Exercise objective: Update the lines that open with the one containing "of the power" and continue through the final line, putting "template" wherever "sample" appears and changing nothing else. Return only those lines.

— Begin Material —

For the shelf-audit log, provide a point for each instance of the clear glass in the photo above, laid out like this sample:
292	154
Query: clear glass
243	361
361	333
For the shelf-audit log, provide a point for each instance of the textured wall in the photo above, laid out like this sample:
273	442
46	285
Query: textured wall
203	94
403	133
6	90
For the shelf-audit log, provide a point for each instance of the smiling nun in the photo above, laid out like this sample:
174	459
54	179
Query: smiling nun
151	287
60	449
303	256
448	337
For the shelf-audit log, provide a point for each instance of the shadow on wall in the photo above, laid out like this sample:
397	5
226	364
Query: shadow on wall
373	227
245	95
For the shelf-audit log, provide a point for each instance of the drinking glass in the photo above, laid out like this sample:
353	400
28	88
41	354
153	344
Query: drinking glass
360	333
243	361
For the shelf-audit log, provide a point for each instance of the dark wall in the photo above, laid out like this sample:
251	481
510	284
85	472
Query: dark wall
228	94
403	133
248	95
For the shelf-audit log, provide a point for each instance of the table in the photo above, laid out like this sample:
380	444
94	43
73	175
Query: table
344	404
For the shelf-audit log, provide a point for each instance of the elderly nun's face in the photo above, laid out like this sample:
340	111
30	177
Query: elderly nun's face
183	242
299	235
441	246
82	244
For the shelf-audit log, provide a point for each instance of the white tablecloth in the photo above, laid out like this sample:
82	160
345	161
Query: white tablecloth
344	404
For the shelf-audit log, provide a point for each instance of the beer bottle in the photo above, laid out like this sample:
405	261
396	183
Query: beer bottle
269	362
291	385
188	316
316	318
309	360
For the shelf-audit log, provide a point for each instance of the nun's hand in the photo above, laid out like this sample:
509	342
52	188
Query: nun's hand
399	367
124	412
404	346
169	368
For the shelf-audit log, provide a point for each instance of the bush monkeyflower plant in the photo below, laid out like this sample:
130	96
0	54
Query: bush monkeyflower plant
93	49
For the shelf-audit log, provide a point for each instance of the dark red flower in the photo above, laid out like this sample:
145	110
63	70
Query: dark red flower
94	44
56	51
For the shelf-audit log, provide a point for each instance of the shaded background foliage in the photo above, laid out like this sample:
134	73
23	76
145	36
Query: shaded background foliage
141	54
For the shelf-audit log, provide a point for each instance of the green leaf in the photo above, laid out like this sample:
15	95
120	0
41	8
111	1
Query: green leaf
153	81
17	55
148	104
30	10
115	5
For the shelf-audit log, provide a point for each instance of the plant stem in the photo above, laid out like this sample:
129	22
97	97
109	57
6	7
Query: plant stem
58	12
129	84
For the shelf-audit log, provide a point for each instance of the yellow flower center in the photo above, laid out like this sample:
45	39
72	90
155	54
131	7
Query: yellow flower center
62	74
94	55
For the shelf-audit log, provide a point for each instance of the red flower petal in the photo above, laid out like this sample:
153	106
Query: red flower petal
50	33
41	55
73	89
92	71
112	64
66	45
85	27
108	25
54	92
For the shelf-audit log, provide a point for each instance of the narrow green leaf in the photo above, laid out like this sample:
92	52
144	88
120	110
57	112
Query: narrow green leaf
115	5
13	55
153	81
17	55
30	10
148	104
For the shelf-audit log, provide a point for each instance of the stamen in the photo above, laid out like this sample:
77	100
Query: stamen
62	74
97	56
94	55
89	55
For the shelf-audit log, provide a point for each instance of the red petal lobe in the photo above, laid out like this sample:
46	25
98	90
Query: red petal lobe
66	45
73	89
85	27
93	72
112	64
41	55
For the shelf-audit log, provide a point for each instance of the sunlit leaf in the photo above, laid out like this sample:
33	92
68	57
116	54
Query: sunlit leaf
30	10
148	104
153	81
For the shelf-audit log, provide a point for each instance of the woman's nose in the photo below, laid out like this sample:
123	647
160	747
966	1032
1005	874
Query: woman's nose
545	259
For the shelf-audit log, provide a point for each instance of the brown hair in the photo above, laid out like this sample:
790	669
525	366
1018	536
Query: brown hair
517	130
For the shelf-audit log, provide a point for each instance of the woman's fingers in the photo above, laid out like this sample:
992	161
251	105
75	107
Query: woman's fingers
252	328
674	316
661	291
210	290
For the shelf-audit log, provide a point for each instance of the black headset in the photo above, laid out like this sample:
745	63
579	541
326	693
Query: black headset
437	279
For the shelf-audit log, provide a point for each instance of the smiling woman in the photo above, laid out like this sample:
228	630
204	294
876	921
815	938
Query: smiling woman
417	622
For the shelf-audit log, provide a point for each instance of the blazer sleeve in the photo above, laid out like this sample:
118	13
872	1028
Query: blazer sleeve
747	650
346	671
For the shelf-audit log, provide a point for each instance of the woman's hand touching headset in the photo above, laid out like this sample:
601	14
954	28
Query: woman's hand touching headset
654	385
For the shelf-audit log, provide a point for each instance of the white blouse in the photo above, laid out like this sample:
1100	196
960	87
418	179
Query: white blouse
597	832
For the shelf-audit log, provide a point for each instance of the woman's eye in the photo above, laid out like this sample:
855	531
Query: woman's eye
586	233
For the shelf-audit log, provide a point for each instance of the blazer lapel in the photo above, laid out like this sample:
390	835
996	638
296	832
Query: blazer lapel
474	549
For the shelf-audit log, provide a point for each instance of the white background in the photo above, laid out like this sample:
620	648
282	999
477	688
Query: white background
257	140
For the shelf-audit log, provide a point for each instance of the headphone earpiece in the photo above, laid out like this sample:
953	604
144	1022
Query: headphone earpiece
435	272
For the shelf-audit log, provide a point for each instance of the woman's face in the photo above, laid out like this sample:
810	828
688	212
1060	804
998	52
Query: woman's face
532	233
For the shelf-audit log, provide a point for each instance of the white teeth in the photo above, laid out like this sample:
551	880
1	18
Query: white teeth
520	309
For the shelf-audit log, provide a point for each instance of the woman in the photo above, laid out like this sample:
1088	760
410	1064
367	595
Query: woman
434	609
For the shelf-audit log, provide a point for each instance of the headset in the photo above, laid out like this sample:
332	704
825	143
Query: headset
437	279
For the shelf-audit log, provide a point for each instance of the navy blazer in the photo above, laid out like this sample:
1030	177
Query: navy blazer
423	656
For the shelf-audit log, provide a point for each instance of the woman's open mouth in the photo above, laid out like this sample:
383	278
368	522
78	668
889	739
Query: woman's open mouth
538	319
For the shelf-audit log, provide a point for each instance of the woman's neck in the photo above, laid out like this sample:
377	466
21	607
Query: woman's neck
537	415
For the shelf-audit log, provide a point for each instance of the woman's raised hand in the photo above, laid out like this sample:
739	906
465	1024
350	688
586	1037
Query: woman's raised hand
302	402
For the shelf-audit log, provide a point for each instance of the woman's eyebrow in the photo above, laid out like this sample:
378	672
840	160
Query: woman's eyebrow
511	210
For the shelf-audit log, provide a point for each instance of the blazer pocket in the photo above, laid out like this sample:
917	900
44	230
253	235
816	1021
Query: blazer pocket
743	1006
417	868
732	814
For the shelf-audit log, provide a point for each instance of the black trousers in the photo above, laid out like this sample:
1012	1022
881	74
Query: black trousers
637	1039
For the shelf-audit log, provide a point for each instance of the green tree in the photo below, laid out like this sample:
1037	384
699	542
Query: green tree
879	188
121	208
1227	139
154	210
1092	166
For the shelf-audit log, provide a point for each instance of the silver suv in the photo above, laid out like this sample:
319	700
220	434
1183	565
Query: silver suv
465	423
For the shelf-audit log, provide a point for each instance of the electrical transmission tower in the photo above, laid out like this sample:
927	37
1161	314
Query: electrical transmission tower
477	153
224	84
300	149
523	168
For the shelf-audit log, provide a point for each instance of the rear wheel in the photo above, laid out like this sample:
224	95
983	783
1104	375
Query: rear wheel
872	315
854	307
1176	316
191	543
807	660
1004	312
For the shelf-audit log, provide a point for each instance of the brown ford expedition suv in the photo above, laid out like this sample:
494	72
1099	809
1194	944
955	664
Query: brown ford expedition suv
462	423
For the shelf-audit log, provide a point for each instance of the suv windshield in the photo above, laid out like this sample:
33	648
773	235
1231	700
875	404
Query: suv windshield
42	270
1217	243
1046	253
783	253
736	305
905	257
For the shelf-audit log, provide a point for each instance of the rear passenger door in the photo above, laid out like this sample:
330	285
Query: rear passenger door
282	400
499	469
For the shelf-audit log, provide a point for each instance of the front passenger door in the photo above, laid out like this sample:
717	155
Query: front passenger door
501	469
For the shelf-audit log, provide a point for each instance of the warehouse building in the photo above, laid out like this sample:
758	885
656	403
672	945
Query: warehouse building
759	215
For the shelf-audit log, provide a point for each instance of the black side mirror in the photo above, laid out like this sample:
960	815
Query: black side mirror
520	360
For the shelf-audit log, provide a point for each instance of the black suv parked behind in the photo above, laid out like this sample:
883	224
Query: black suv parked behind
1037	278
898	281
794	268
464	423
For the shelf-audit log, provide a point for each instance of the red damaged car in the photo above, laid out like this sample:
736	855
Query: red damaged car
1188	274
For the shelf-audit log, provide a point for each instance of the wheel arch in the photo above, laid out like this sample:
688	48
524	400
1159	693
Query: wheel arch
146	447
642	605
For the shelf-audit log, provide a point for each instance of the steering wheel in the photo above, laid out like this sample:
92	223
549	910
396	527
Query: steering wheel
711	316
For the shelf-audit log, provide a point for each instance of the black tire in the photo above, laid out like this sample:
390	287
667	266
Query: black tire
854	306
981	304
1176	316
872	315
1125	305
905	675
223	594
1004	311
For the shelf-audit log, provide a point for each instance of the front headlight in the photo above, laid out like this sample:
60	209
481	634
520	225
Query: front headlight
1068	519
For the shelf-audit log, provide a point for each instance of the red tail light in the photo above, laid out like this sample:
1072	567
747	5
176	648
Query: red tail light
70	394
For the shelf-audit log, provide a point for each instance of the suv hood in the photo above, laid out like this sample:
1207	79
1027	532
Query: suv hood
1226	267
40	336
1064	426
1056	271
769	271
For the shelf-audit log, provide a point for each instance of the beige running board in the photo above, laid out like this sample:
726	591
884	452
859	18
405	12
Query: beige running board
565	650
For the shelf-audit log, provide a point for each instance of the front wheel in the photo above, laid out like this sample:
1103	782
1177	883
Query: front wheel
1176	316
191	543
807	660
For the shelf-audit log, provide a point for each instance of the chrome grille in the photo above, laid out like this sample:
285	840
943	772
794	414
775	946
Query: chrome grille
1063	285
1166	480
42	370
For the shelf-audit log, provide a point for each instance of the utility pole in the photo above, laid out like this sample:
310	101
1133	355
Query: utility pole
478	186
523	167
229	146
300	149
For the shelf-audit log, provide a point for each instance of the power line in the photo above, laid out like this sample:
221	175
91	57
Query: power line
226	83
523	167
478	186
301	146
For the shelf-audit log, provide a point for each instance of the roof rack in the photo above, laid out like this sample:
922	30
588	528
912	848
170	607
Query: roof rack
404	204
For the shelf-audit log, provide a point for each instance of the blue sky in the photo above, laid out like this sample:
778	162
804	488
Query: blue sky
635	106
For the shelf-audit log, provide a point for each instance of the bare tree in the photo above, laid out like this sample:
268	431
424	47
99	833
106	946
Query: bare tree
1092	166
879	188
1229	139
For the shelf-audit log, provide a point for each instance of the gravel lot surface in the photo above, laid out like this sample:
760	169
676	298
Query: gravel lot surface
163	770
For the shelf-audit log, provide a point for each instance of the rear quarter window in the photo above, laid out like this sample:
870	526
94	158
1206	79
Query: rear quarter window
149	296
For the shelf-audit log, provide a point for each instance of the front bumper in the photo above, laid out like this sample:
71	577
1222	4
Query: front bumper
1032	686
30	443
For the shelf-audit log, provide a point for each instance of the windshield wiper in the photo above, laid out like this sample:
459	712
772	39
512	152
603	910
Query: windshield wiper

— End Material —

Written solution:
For the shelf-audit log, provide a point for each instance of the power line in the photo above, laid out like this template:
221	175
91	57
Query: power line
226	83
523	167
478	186
301	146
For the shelf-audit log, provide a point for each instance of the roof rack in the photo above, laid out like this template:
922	30
588	528
912	848
170	607
Query: roof rack
404	204
For the shelf-audit log, provide a point for each instance of the blue sky in the photo above, laid out like this template:
778	162
804	488
Query: blue sky
635	106
For the shelf-audit log, provide a point for each instance of the bare tree in the photo above, laid out like this template:
268	431
424	47
99	833
106	946
Query: bare tree
1092	166
879	188
1229	139
For the shelf-audit log, provide a point for each instance of the gravel lot surface in the photo above, laid out like this template:
760	169
676	298
Query: gravel lot surface
163	770
For the shelf-audit log, provide a point for each instance of the rear quarter window in the photo above, laid out like this template:
870	526
94	158
1206	79
Query: rear quarter window
149	296
For the shelf-audit log, provide a point for each instance of the front bumper in the photo above, laid out like this template:
71	577
1222	4
Query: front bumper
1032	686
30	443
For the shelf-audit log, provide a point for each instance of the windshield wiper in the photo above, laid out like this template:
459	712
772	39
512	152
603	910
Query: windshield wiper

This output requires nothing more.